AUFGABEN:
A. Bearbeite den Text zum Pariser Klimaziel: Gib alles von „Presseerklärung vom 13.“ bis hinunter zu „hunderten paläoklimatischer Studien.“ erneut wieder und ersetze dabei „Klima-Abkommen“ durch „Klimaabkommen“.
B. Greif den Text zum Pariser Klimaziel dort auf, wo er aufhört, und schreib ihn weiter.

Presseerklärung vom 13. Dezember 2017
Bei dem Pariser Klima-Abkommen vom Dezember 2015 wurde vereinbart, dass die Zunahme der globalen mittleren Temperatur auf deutlich unter 2°C verglichen mit dem „vorindustriellen Niveau“ begrenzt werden muss und dass man sich bemühen sollte, den Anstieg auf 1,5°C zu begrenzen. Eine genauere Betrachtung des Vertrags-Wortlautes enthüllt jedoch, dass der Terminus „vorindustrielles Niveau“ nirgendwo in diesem epochalen UN-Dokument definiert ist, welches mittlerweile von 170 teilnehmenden Parteien ratifiziert worden ist. Dies ist besonders komisch, weil die „vorindustriellen“ Temperaturen der letzten 10.000 Jahren signifikante Variationen durchlaufen haben, wie akribisch dokumentiert in hunderten paläoklimatischer Studien.
Verwirrt durch diese klaffende Lücke im Abkommen machte sich Fritz Vahrenholt daran, die Historie der Definition zum Temperaturlimit zu ergründen. Der ehemalige Manager erneuerbarer Energie und derzeit Leiter der German Wildlife Foundation fand zu seiner Überraschung heraus, dass die ursprüngliche Beschreibung dieses bedeutenden Klimaziels von Mitte der siebziger Jahre stammt und von einem Ökonom namens William Nordhaus ins Spiel gebracht worden ist. Nordhaus‘ Gedanke war ebenso einfach wie effektiv: Er betrachtete die Höchstwerte der Temperatur der letzten paar hunderttausend Jahre und warnte, dass die dabei zutage getretene natürliche Bandbreite in Zukunft nicht überschritten werden darf. Zwei Jahrzehnte danach, nämlich im Jahre 1995 überarbeitete der Wissenschaftliche Beirat Globale Umweltveränderungen WBGU dieses Konzept, behielt aber den ursprünglichen Gedanken eines tolerierbaren „Temperatur-Fensters“ von Nordhaus bei.

(Datensätze)

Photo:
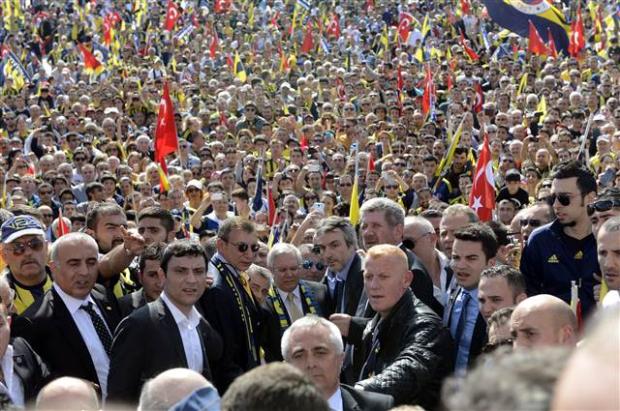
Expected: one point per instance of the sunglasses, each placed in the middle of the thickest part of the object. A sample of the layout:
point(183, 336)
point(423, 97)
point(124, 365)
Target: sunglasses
point(531, 222)
point(563, 199)
point(20, 248)
point(243, 247)
point(307, 264)
point(602, 205)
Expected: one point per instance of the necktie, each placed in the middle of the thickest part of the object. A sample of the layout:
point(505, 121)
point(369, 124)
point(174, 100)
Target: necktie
point(293, 309)
point(244, 278)
point(100, 328)
point(460, 326)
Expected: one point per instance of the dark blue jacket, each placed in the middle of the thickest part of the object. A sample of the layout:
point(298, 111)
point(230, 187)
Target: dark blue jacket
point(549, 268)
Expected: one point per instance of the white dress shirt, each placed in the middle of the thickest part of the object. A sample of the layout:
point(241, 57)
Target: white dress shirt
point(335, 401)
point(12, 385)
point(85, 326)
point(296, 298)
point(189, 334)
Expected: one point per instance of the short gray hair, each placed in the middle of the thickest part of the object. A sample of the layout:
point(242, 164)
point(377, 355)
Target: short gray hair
point(334, 223)
point(82, 237)
point(282, 249)
point(393, 212)
point(311, 321)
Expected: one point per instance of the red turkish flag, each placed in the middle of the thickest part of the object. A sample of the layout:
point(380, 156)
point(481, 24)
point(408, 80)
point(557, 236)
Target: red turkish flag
point(536, 45)
point(172, 15)
point(482, 196)
point(166, 141)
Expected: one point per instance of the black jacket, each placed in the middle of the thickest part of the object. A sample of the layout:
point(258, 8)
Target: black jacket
point(356, 400)
point(49, 328)
point(272, 330)
point(414, 354)
point(148, 342)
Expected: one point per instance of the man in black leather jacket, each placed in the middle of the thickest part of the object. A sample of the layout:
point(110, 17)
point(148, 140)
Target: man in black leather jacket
point(404, 350)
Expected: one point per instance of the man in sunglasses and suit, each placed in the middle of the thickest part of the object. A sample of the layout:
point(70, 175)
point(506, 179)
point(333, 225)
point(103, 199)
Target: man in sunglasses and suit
point(228, 305)
point(564, 251)
point(24, 250)
point(289, 297)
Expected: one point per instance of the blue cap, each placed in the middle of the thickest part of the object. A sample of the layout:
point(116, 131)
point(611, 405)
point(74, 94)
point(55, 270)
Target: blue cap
point(19, 226)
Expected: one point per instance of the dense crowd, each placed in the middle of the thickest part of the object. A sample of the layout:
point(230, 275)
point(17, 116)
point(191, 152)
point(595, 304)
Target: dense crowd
point(273, 205)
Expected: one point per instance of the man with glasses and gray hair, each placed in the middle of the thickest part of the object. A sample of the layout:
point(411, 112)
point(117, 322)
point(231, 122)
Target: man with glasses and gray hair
point(289, 298)
point(565, 251)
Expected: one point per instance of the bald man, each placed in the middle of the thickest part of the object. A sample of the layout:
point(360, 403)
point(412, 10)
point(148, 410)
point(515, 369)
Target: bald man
point(68, 393)
point(404, 339)
point(588, 381)
point(543, 320)
point(170, 387)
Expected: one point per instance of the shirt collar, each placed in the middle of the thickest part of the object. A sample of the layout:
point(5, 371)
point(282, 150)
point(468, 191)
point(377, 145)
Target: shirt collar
point(335, 401)
point(73, 304)
point(179, 317)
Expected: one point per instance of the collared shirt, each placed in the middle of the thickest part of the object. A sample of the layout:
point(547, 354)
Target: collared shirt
point(464, 344)
point(12, 385)
point(335, 401)
point(189, 334)
point(297, 298)
point(85, 326)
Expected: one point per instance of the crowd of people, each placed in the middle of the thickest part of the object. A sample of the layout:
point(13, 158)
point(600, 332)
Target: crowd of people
point(307, 241)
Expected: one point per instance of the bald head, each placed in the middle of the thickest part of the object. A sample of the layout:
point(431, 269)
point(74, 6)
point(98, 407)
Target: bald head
point(170, 387)
point(543, 320)
point(67, 393)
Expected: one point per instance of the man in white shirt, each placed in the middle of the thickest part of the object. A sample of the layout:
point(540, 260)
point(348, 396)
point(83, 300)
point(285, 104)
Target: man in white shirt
point(168, 332)
point(314, 345)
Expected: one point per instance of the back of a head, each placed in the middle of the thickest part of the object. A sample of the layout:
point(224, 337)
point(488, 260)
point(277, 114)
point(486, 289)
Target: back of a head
point(170, 387)
point(67, 393)
point(273, 387)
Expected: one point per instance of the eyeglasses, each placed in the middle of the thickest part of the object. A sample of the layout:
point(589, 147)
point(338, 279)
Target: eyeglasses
point(531, 222)
point(602, 205)
point(20, 248)
point(307, 265)
point(563, 199)
point(409, 243)
point(243, 247)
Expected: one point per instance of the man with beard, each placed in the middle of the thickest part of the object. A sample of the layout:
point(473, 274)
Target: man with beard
point(565, 251)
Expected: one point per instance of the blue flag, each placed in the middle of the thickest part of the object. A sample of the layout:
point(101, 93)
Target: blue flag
point(515, 15)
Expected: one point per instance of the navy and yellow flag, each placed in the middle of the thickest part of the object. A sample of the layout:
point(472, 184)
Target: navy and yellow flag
point(516, 14)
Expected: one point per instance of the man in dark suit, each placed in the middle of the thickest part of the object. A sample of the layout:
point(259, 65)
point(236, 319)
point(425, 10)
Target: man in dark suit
point(24, 373)
point(473, 250)
point(71, 326)
point(289, 297)
point(314, 345)
point(151, 278)
point(168, 332)
point(228, 304)
point(336, 242)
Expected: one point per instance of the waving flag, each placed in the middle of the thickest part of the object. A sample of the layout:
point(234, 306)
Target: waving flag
point(482, 196)
point(515, 15)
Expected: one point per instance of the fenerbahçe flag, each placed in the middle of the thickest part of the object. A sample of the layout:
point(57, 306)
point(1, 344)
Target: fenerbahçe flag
point(515, 15)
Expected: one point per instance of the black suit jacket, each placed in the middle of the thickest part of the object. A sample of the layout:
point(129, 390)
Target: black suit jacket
point(49, 328)
point(148, 342)
point(221, 310)
point(271, 333)
point(479, 337)
point(29, 367)
point(353, 289)
point(356, 400)
point(131, 302)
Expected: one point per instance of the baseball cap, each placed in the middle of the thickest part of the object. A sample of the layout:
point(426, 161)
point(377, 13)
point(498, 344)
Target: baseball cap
point(19, 226)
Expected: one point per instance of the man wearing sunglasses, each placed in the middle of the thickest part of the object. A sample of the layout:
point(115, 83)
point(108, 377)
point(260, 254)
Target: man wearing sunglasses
point(606, 206)
point(565, 250)
point(24, 251)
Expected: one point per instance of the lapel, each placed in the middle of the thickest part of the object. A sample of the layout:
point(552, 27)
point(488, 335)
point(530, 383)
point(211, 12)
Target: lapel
point(172, 330)
point(348, 402)
point(66, 326)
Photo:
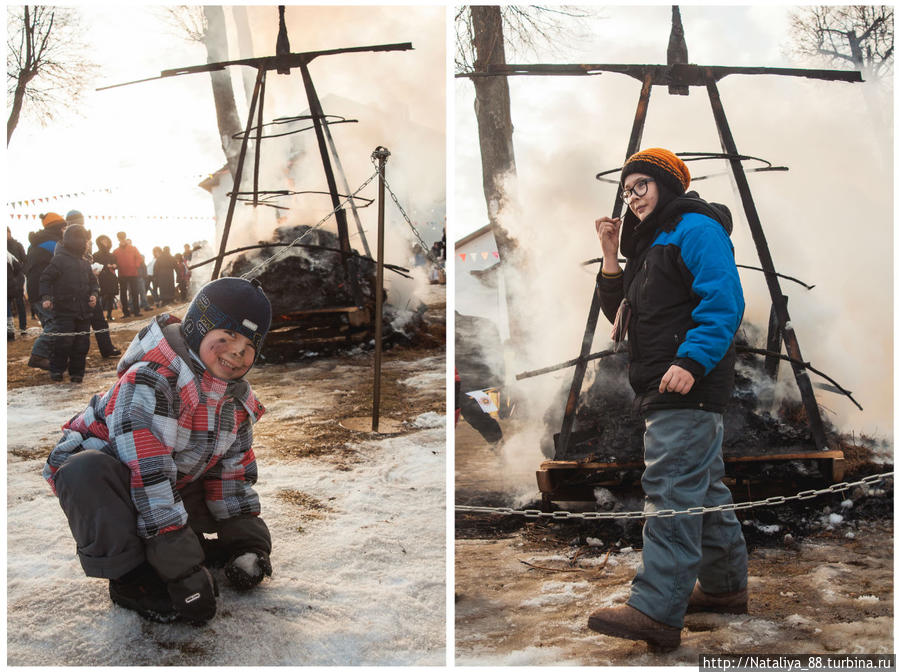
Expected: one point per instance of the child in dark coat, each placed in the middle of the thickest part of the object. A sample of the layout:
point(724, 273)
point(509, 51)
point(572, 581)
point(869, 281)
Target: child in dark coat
point(70, 291)
point(166, 455)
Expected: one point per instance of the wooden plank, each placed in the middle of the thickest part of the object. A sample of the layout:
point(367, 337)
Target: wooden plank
point(812, 455)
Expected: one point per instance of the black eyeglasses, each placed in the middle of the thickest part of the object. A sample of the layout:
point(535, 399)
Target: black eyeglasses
point(639, 189)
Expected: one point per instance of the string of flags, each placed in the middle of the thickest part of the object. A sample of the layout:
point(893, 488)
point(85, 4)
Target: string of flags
point(76, 194)
point(56, 197)
point(206, 218)
point(474, 256)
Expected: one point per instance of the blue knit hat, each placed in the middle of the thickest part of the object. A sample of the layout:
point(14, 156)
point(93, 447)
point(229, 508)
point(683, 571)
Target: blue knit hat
point(228, 303)
point(74, 217)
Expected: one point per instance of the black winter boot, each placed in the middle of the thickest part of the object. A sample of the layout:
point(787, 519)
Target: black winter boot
point(142, 590)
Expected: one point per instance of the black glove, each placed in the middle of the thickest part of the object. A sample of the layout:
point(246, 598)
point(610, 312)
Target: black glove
point(246, 570)
point(194, 596)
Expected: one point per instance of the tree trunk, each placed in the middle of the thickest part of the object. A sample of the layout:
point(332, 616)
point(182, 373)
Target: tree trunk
point(493, 112)
point(216, 41)
point(18, 99)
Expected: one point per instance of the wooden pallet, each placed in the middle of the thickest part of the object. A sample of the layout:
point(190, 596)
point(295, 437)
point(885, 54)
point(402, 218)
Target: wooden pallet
point(563, 480)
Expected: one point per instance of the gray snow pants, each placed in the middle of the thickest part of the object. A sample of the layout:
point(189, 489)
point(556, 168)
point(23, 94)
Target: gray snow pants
point(94, 491)
point(684, 467)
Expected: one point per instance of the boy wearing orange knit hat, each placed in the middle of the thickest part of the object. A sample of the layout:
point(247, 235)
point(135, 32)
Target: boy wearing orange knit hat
point(679, 302)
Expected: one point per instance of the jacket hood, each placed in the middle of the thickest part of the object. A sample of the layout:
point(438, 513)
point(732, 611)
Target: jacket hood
point(160, 342)
point(42, 236)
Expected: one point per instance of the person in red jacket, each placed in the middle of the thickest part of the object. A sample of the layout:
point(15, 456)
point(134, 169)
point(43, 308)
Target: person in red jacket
point(128, 261)
point(156, 475)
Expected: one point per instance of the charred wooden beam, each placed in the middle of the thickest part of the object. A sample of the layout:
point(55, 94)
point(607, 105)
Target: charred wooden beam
point(260, 77)
point(678, 74)
point(761, 244)
point(276, 62)
point(593, 316)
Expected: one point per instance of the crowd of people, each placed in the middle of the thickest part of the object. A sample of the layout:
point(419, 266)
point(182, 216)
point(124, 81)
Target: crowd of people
point(71, 291)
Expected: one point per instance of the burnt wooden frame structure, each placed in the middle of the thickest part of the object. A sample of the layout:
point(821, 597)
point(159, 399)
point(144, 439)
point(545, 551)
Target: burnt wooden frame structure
point(679, 77)
point(282, 63)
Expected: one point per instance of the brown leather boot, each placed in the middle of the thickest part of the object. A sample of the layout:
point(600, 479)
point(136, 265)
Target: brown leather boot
point(736, 602)
point(629, 623)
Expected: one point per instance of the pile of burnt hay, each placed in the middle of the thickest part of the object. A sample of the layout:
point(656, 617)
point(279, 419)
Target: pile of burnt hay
point(317, 279)
point(607, 429)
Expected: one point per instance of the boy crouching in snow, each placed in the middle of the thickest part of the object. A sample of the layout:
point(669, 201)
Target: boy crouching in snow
point(166, 455)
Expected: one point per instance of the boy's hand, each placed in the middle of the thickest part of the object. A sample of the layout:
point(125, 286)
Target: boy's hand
point(247, 570)
point(194, 596)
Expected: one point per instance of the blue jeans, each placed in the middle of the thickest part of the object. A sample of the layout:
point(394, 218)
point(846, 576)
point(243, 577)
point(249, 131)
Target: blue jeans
point(684, 467)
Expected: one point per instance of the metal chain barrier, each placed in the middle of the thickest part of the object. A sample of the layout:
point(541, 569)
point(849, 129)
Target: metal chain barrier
point(668, 513)
point(438, 261)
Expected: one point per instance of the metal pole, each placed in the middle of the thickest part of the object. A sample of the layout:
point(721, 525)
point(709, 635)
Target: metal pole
point(258, 145)
point(761, 244)
point(581, 368)
point(381, 154)
point(260, 75)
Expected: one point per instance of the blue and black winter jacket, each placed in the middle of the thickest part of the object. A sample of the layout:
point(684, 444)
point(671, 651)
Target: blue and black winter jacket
point(686, 303)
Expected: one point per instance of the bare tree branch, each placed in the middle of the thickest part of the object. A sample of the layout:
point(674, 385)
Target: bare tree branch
point(47, 69)
point(859, 34)
point(189, 21)
point(527, 29)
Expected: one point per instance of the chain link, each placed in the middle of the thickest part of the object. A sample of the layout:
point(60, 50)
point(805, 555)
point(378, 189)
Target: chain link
point(668, 513)
point(439, 262)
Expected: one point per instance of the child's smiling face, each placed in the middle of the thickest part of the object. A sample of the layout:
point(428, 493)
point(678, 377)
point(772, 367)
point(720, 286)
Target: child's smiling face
point(227, 354)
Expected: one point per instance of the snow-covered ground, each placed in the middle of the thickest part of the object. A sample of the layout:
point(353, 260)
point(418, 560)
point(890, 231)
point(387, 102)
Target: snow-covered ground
point(359, 578)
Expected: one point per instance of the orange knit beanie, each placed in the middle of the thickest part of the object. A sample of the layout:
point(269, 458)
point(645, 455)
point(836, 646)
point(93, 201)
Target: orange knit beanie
point(661, 164)
point(52, 219)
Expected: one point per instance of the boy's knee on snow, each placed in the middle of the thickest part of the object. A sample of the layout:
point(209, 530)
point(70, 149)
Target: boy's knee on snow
point(88, 468)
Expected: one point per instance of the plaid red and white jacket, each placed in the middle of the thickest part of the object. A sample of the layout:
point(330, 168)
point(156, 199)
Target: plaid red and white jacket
point(171, 423)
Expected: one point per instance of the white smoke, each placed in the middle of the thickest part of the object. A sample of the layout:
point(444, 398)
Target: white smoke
point(828, 220)
point(382, 90)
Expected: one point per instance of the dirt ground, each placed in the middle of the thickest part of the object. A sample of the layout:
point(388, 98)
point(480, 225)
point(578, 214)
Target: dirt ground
point(829, 589)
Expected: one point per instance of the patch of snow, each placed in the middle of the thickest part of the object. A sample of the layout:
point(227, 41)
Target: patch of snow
point(558, 592)
point(797, 620)
point(532, 655)
point(364, 584)
point(429, 420)
point(604, 498)
point(248, 562)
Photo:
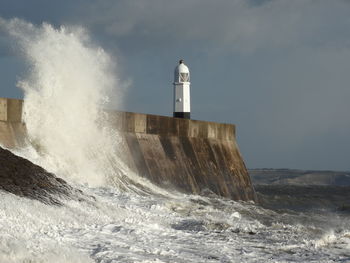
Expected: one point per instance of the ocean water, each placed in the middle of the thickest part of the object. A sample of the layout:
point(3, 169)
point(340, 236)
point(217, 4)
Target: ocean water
point(117, 226)
point(124, 218)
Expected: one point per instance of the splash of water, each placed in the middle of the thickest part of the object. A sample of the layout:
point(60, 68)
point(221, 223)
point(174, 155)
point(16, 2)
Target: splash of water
point(66, 87)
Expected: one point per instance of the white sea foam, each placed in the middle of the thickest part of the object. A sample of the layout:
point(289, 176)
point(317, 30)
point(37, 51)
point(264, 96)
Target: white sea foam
point(66, 87)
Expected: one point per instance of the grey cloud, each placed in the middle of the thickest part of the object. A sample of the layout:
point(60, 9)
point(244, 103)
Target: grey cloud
point(236, 25)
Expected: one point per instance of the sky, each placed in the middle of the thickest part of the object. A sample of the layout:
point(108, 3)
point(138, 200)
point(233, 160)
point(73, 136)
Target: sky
point(277, 69)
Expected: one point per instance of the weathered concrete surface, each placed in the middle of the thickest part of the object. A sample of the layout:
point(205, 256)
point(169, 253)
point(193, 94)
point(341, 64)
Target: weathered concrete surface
point(191, 156)
point(23, 178)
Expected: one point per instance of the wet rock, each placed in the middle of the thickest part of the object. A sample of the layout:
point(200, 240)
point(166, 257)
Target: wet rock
point(21, 177)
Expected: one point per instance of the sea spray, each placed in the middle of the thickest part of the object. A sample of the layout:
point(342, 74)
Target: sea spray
point(66, 87)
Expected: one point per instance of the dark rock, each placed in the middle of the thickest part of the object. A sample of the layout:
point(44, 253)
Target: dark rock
point(23, 178)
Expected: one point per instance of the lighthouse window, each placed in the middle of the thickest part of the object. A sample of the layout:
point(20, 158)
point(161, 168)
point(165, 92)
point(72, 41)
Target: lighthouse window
point(184, 77)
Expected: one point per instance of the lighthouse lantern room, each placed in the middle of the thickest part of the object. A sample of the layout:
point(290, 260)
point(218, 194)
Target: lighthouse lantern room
point(182, 105)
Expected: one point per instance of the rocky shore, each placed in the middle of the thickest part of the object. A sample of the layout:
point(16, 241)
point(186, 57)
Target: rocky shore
point(23, 178)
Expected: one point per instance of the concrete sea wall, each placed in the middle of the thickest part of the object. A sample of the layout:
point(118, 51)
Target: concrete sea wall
point(192, 156)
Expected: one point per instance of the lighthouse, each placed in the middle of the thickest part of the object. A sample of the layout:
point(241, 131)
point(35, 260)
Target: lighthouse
point(182, 107)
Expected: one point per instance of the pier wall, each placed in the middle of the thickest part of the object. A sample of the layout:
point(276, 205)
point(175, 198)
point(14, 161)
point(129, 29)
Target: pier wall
point(191, 156)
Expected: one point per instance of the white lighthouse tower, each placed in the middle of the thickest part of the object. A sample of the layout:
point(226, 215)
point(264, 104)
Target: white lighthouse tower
point(182, 107)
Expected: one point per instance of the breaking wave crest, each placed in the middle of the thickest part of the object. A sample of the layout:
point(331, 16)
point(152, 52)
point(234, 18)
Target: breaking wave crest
point(68, 83)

LÖSUNGEN:
A.
Presseerklärung vom 13. Dezember 2017
Bei dem Pariser Klimaabkommen vom Dezember 2015 wurde vereinbart, dass die Zunahme der globalen mittleren Temperatur auf deutlich unter 2°C verglichen mit dem „vorindustriellen Niveau“ begrenzt werden muss und dass man sich bemühen sollte, den Anstieg auf 1,5°C zu begrenzen. Eine genauere Betrachtung des Vertrags-Wortlautes enthüllt jedoch, dass der Terminus „vorindustrielles Niveau“ nirgendwo in diesem epochalen UN-Dokument definiert ist, welches mittlerweile von 170 teilnehmenden Parteien ratifiziert worden ist. Dies ist besonders komisch, weil die „vorindustriellen“ Temperaturen der letzten 10.000 Jahren signifikante Variationen durchlaufen haben, wie akribisch dokumentiert in hunderten paläoklimatischer Studien.

B.
Vahrenholt: „Unglücklicherweise ist diese wichtige paläoklimatische Perspektive in nachfolgenden grundlegenden Studien, welche den Weg nach Paris bereitet hatten, verloren gegangen. In Berichten der Weltbank und des United Nations Framework Convention on Climate Change (UNFCCC) aus den Jahren 2014 und 2015 wurde der historische Zeitraum auf die letzten 200 Jahre eingeengt, welche den enormen natürlichen Temperatur-Fluktuationen im Zeitmaßstab von Jahrtausenden nicht gerecht wird“.
Um die komplexe präindustrielle Temperatur-Historie besser zu verstehen tat er sich mit Sebastian Lüning zusammen, einem professionellen Ressourcen-Geologen, der in seiner Freizeit an paläoklimatischen Studien arbeitet am in der Schweiz ansässigen Institute for Hydrography, Geoecology and Climate Sciences. Lüning durchforstete die Literatur und integrierte die Temperaturgrenzen von 2,0°C bzw. 1,5°C in die Klimaentwicklung der letzten 2000, 10.000 und 200.000 Jahre.
Lüning: „Der Vergleich der derzeitigen Erwärmung mit dem Referenz-Niveau am Ende der Kleinen Eiszeit vor etwa 150 Jahren ist wenig sinnvoll, weil diese Zeit eine der kältesten Epochen der letzten 10.000 Jahre repräsentiert. Die Auswahl eines Parameters als Grundlinie nahe dem untersten Extrem eines variablen Parameters ist in der Wissenschaft unüblich. Das Temperaturniveau des Zeitraumes von 1940 bis 1970 wäre ein viel besser geeignetes Referenz-Niveau, weil es in etwa mit dem mittleren vorindustriellen Temperaturniveau der letzten beiden Jahrtausende korrespondiert“.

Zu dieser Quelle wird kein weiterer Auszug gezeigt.